= Page text =

▬▬▬

I try to test these changes on m100 but I got:

ERROR: Gauge force has not been built (rank 0, host r246n18, gauge_force.cu:62 in gaugeForce())
       last kernel called was (name=N4quda14ExtractGhostExINS_5gauge11FloatNOrderIdLi18ELi2ELi18EL20QudaStaggeredPhase_s0ELb1EL19QudaGhostExchange_sn2147483648ELb0EEEEE,volume=8x8x8x12,aux=GPU-offline,vol=6144,stride=3072,precision=8,geometry=4,Nc=3,r=0002,inject,dim3)

I activate quda for the gauge derivative with

BeginMonomial GAUGE
  Type = Iwasaki
  beta = 1.726
  Timescale = 0
  UseExternalLibrary = quda
EndMonomial

is it something wrong I did or it is still a work in progress?

kostrzewa commented 2 years ago

I try to test these changes on m100 but I got:

You need to compile QUDA with the gauge force enabled: -DQUDA_FORCE_GAUGE=ON and need to use the latest commit of https://github.com/lattice/quda/pull/1121

kostrzewa commented 1 year ago

Should we merge this in @Marcogarofalo ? It would certainly reduce the number of branches :)

kostrzewa commented 1 year ago

Would be good to confirm #543 first though

kostrzewa commented 1 year ago

I'm going to merge this into quda_work now.

▬▬▬

= Provided records =
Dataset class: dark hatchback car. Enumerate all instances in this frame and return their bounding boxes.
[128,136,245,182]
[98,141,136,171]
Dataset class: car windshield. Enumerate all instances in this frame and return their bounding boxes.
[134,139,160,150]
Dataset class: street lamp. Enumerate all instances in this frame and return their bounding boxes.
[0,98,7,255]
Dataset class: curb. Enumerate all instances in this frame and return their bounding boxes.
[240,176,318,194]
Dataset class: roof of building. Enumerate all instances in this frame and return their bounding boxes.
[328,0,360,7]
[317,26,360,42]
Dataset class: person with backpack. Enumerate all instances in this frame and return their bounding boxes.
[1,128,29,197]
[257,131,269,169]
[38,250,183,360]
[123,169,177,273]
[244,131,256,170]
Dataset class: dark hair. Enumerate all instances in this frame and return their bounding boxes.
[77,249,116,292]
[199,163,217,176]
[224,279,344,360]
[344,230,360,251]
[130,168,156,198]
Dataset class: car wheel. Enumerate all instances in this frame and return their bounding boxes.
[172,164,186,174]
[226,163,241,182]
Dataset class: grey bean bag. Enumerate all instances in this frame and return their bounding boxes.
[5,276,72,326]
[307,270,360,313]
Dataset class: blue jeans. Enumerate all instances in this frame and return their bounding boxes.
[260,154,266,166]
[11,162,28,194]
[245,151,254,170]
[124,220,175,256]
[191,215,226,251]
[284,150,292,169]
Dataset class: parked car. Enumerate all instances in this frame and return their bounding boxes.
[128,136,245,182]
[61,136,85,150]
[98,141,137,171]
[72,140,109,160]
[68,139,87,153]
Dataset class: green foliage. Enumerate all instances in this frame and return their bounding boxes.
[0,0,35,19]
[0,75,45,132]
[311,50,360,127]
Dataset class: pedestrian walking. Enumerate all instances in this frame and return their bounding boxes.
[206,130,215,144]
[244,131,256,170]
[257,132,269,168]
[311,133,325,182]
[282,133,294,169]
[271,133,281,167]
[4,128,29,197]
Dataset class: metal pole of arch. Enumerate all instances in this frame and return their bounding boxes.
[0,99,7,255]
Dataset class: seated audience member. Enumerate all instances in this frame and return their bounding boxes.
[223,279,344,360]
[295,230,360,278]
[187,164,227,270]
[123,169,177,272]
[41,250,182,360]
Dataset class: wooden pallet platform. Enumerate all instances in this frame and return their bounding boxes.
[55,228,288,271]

▬▬▬

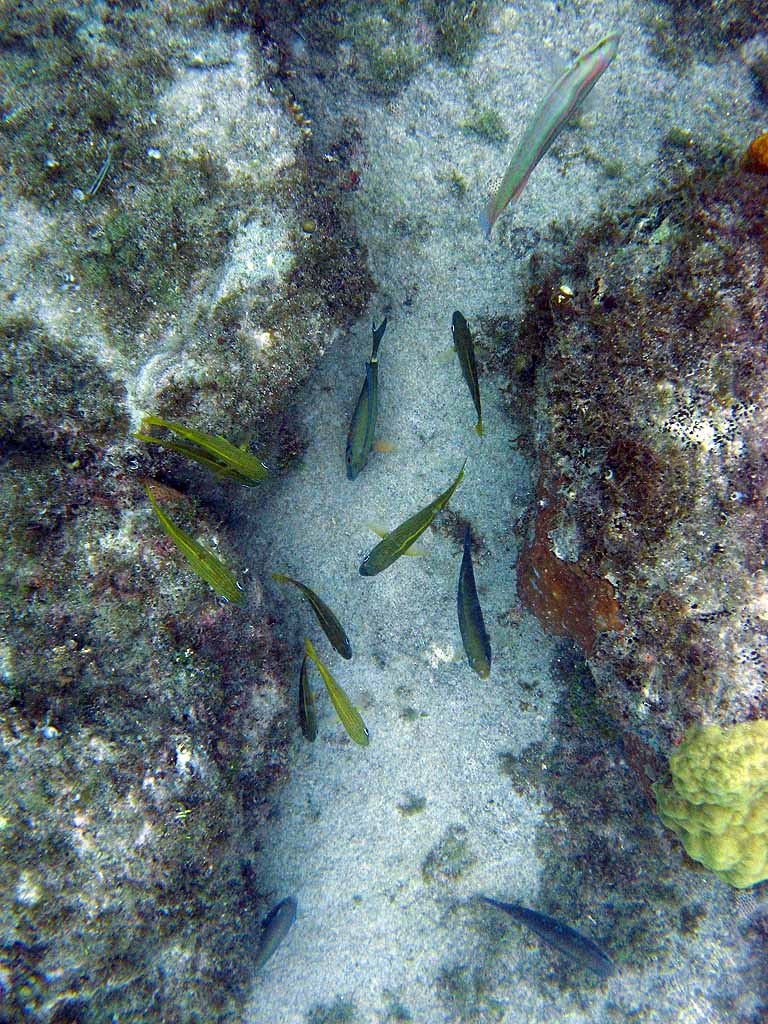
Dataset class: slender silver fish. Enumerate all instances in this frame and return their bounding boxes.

▬▬▬

In the thread, what reason is given for the suggestion to merge this work? Answer in one to three sentences. The records are separate material with no connection to the thread above.

The reason given is that merging it would certainly reduce the number of branches.